▶ Goal of the exercise
Repeat each line exactly, leaving nothing out.

▶ Information provided
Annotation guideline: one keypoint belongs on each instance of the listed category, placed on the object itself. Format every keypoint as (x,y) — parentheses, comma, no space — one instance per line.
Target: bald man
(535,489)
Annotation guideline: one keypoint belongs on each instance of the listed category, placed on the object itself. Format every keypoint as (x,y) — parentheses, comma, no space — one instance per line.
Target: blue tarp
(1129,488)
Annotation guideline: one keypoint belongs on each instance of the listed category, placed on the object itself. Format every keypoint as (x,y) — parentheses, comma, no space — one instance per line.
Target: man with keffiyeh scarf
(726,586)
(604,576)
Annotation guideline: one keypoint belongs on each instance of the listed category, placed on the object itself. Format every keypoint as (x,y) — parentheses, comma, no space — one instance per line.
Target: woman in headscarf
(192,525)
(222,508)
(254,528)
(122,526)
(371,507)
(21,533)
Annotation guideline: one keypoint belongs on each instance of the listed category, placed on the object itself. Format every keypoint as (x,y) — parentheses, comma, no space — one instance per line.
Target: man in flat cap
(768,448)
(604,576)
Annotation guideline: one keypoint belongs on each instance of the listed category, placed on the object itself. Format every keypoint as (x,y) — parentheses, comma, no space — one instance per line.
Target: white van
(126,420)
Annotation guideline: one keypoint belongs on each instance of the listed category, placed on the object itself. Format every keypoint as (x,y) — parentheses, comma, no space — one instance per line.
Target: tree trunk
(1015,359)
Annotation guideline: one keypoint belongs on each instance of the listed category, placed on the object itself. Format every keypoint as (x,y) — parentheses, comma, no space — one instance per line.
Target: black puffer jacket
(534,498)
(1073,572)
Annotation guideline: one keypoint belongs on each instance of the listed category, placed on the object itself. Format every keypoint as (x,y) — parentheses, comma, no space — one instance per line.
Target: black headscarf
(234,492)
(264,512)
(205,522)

▶ Answer to this task
Annotation guideline: one keypoint belongs on each instance of the listed category, placed on the object itself. Format every keypoint as (x,y) — parentheses, comma, no space — one instance per line.
Target: bald man
(535,489)
Annotation guideline: one keypoint belongs on each instance of the listed category, placed on the object itself. Format every keypoint as (x,y) — parentheses, comma, no space — one instance per line.
Target: blue tarp
(1129,488)
Annotation guideline: one keypoint belongs on each instance of the listed category, placed on the object itself. Format every keypoint as (x,y) — parentheses, comma, no space — one instance per line.
Target: man with keffiyeh scarf
(726,586)
(604,576)
Annotation guideline: one keypoint belongs on each instance of the listed category, placed on the object itself. Format every keypoint as (x,y) — parentheses, comma, no space — one instance per line.
Target: woman in headscarf
(192,525)
(222,508)
(254,528)
(122,526)
(371,507)
(21,533)
Annotation guideline: one keypoint belongs on each instance of the listed category, placed on the object itself. Format every keypoint as (x,y) — parentheses, comma, no space — one instance per line.
Target: man in flat cap
(768,448)
(604,576)
Annotation guideline: one keypoint belongs on each instance of the listed category, placed on the object itself. Format every keypoint as (x,y) — parentheses, comma, no space — one instance per line.
Target: white van
(126,420)
Annotation guideline: one keypoint belongs on each instance of the listed category, placed on the object itself. Format every keypoint as (x,y) — parentheses, comma, no space — one instance per line.
Target: tree trunk
(1015,359)
Annotation guideline: one keypoint belongs on each instance of the listed category, placed on the object itself. Format every keypoint as (x,y) — parentheses, comma, no space — one instance per line.
Target: black puffer jacket
(534,498)
(1073,572)
Annotation guideline: one keypoint belongs on each instance of the listed category, placed on the object itself. Format every keypoint as (x,y) — parentheses, comma, no space — one instance per line.
Target: black headscarf
(234,492)
(264,512)
(205,522)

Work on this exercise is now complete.